---------- Estratto della fonte

La prostituzione a partire da sé: “Sono una sopravvissuta”
“Ho voluto fare la mia parte attirando l’attenzione sulla natura reale della prostituzione, per dare un volto e una forma all’orrore di essere molestata per denaro. Non è stato facile sostenere il peso di questa presa di coscienza, nè è stato facile trasmettere un messaggio del genere. Mi sono sentita per molto tempo come una donna che gridava dentro a una scatola di vetro da cui nessuno poteva sentirla. In questo libro si è parlato di come mandare in frantumi quella scatola; si è parlato di come dar voce a quel grido. È stato per la verità un processo doloroso; ma si è concluso adesso, ed ora che lo è spero che qualcuno mi abbia sentito. Spero che abbia prestato le sue orecchie a quel grido.”
Il nostro collettivo ha deciso di raccontarsi.
Da quando nel 2011 si è formato il primo nucleo di Resistenza Femminista, al centro delle nostre riflessioni c’è stata la violenza maschile sulle donne e le bambine. Volevamo che il nostro attivismo si ispirasse alla pratica femminista del “partire da sè”, interrogare i nostri vissuti all’interno dell’oppressione patriarcale alla ricerca delle nostre radici femministe (quello che le nostre madri e sorelle ci hanno lasciato in eredità) per riscoprire, portare alla luce la nostra forza e spiegare il senso della nostra passione politica di ricerca della giustizia per noi e le nostre sorelle. Volevamo che Resistenza Femminista diventasse uno spazio sicuro per sopravvissute alla violenza maschile (e la prostituzione è solo una delle manifestazioni di quella violenza, la più feroce, ma anche la più emblematica) e volevamo ridare voce alle donne che avevano vinto la violenza, ma che la società patriarcale, i media cercano di occultare perchè scomode.

--------------------
---------- Righe

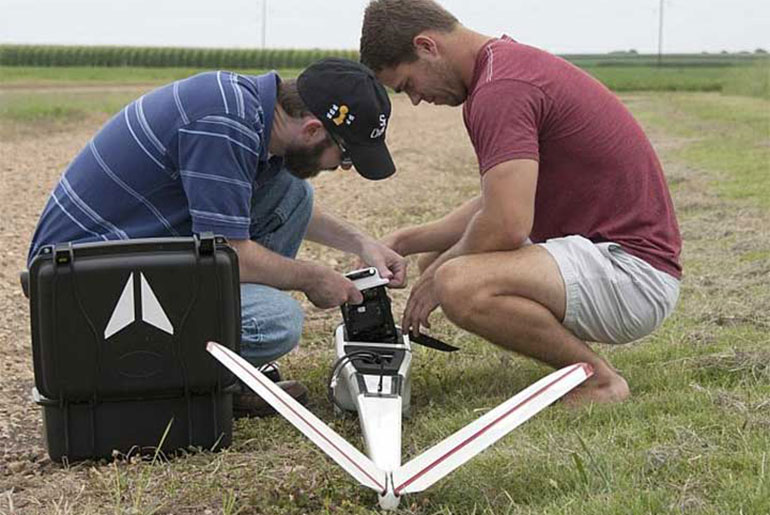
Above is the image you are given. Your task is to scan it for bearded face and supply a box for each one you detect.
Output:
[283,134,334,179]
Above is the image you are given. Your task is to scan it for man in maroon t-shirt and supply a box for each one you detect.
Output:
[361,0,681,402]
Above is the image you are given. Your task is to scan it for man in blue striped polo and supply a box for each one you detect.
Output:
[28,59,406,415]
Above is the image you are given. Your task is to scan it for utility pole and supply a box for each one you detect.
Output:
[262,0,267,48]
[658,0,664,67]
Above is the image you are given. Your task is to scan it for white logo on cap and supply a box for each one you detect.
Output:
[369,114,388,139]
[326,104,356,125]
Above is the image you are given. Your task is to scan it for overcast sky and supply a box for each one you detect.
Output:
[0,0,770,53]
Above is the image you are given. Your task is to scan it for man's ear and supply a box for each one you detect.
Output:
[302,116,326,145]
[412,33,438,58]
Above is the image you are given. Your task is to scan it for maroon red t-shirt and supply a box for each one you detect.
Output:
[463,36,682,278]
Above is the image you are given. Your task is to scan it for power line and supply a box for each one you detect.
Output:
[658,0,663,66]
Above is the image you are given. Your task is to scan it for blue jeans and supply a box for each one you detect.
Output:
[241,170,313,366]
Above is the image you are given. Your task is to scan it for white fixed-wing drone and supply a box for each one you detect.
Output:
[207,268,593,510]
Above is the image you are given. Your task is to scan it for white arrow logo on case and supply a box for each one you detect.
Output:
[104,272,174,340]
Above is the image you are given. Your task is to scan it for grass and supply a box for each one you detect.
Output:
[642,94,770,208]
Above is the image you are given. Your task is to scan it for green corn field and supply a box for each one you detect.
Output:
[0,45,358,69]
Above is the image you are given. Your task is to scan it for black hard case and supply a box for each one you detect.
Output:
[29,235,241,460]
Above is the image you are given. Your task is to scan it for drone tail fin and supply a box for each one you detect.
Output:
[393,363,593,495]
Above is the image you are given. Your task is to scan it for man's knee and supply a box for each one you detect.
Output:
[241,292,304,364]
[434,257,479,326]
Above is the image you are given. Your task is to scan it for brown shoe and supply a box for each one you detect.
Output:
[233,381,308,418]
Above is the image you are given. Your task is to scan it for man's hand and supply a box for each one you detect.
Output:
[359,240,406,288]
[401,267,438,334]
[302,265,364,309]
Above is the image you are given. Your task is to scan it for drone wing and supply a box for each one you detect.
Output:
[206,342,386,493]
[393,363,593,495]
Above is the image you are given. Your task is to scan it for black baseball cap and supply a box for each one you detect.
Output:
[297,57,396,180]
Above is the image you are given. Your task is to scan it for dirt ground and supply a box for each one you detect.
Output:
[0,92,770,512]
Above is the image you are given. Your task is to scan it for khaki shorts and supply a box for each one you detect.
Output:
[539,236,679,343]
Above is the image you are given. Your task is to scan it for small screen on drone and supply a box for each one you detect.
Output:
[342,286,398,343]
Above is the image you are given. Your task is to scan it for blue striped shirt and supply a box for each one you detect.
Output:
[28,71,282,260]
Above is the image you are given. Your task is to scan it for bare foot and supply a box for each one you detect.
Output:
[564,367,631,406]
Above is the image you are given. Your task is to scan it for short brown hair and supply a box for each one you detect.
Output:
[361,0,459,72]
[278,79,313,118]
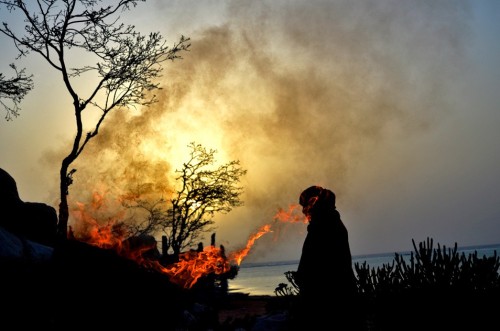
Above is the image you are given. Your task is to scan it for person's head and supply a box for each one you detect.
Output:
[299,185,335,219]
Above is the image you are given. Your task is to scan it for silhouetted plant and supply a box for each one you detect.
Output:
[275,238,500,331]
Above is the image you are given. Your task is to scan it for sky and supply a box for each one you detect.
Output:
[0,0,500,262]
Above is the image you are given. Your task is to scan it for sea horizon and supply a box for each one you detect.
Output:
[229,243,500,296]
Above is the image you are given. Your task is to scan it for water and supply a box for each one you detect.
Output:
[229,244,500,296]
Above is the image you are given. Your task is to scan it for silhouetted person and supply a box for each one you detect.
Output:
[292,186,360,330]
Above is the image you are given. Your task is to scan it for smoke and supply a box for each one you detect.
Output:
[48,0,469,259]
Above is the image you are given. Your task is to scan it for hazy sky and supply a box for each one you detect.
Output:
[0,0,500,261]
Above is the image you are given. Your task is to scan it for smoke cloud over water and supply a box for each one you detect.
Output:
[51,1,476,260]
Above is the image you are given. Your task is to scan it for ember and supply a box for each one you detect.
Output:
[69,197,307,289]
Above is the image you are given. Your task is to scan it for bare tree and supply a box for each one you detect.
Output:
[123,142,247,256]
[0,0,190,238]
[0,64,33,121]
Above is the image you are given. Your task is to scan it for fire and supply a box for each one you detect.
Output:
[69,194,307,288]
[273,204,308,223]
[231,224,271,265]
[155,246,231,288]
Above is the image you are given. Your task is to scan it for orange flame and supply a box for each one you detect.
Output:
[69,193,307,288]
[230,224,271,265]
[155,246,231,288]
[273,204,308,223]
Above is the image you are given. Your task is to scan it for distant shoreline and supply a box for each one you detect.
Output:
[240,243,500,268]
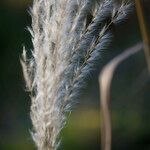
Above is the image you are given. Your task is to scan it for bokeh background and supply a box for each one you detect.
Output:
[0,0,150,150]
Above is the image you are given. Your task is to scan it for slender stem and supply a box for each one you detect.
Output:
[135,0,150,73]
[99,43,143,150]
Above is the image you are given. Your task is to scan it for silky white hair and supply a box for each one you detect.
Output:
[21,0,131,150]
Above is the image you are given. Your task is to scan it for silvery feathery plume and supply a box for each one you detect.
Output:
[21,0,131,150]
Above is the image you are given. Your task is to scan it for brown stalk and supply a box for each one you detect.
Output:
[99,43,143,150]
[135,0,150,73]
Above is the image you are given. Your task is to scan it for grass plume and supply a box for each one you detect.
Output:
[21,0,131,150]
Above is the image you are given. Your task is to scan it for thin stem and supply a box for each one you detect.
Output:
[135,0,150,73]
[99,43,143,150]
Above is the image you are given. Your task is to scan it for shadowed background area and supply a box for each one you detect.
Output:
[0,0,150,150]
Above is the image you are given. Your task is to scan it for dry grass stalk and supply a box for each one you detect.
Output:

--------------------

» **Cosa si chiede**:
1/ Secondo l'estratto, in che anno si è formato il primo nucleo di Resistenza Femminista?
2/ Riscrivi in forma di elenco il paragrafo dell'estratto che inizia con "Da quando nel 2011", conservandone i fatti principali.
3/ Indica se ciascuna affermazione concorda con l'estratto, rispondendo sì o no e citando le parole decisive: (a) nella citazione iniziale si descrive la sensazione di gridare dentro una scatola di vetro; (b) il collettivo considera la prostituzione la forma meno grave di violenza maschile; (c) il processo descritto nella citazione iniziale è ancora in corso.

» **Risposte per compito**:
1/ Nel 2011.

2/
- Il primo nucleo di Resistenza Femminista si è formato nel 2011, e al centro delle sue riflessioni c'è la violenza maschile sulle donne e le bambine.
- L'attivismo del collettivo si ispira alla pratica femminista del "partire da sè". Consiste nell'interrogare i propri vissuti dentro l'oppressione patriarcale e cercare le proprie radici femministe, per riscoprire la propria forza e spiegare la passione politica di ricerca della giustizia.
- Il collettivo voleva essere uno spazio sicuro per le sopravvissute alla violenza maschile. Di questa violenza la prostituzione è una delle manifestazioni, la più feroce e la più emblematica.
- Voleva ridare voce alle donne che hanno vinto la violenza, che la società patriarcale e i media cercano di occultare perché scomode.

3/
(a) Sì: "Mi sono sentita per molto tempo come una donna che gridava dentro a una scatola di vetro".
(b) No: "la più feroce, ma anche la più emblematica".
(c) No: "ma si è concluso adesso".